▶ _Directions_: Write out the entries below once more, exactly, with the pictures left out.

▶ _Recorded information_:
__________

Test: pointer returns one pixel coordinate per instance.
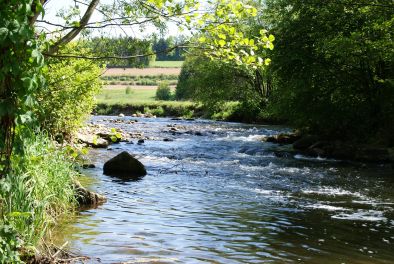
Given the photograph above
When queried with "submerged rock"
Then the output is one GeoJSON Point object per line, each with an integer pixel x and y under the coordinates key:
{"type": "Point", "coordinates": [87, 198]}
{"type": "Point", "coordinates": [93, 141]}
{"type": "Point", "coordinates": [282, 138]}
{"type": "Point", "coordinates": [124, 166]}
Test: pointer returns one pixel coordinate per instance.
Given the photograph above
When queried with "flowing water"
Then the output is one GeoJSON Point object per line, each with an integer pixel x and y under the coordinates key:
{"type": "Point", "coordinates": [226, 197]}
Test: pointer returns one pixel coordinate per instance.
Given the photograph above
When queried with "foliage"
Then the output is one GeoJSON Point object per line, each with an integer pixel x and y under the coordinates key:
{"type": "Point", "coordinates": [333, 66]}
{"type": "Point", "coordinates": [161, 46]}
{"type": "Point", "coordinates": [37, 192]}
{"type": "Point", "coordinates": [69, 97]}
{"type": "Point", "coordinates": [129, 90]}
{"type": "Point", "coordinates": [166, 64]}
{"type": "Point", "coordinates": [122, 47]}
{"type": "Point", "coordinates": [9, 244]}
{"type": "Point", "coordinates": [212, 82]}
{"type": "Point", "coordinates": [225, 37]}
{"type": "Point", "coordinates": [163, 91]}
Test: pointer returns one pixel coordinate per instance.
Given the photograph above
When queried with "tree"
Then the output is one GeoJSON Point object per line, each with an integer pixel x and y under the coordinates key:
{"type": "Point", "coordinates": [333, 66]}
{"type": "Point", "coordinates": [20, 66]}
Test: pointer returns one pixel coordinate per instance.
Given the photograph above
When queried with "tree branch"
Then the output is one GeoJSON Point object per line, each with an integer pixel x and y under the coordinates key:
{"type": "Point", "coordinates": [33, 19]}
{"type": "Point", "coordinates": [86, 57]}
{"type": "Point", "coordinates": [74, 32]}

__________

▶ _Solution_:
Test: pointer returns one pixel coordinate per instance.
Given the photograph above
When queried with "submerged rock"
Then the output is one GeoJSON Point object per line, each with an integer pixel x and y under the coordinates key:
{"type": "Point", "coordinates": [87, 198]}
{"type": "Point", "coordinates": [93, 141]}
{"type": "Point", "coordinates": [282, 138]}
{"type": "Point", "coordinates": [124, 166]}
Test: pointer returns one pixel coordinate per instance.
Given the photograph above
When queried with "flowing water"
Then the output is one GeoJSON Point object per line, each with an integer pixel x and y under the coordinates key:
{"type": "Point", "coordinates": [226, 197]}
Test: pointer returns one pixel coordinate per instance.
Given the photograph above
When queried with "foliage"
Then the output is one GeoJSON Point object per line, each with an integer pixel x and y under the coordinates key:
{"type": "Point", "coordinates": [333, 66]}
{"type": "Point", "coordinates": [161, 46]}
{"type": "Point", "coordinates": [37, 192]}
{"type": "Point", "coordinates": [69, 97]}
{"type": "Point", "coordinates": [129, 90]}
{"type": "Point", "coordinates": [166, 64]}
{"type": "Point", "coordinates": [122, 47]}
{"type": "Point", "coordinates": [9, 244]}
{"type": "Point", "coordinates": [212, 82]}
{"type": "Point", "coordinates": [225, 37]}
{"type": "Point", "coordinates": [163, 91]}
Test: pointer returns one pixel coordinate per instance.
Given the photograph above
When queried with "tree"
Then the output is one GeoJSON Point object per line, each with an integer pixel x and y under the coordinates key:
{"type": "Point", "coordinates": [333, 66]}
{"type": "Point", "coordinates": [20, 66]}
Test: pointer returns one pixel coordinate per instance.
Given the photograph above
When queried with "tree branch"
Then the output is one GeoJSON Point object per line, each with an integer pixel x and y under the coordinates key:
{"type": "Point", "coordinates": [33, 19]}
{"type": "Point", "coordinates": [86, 57]}
{"type": "Point", "coordinates": [74, 32]}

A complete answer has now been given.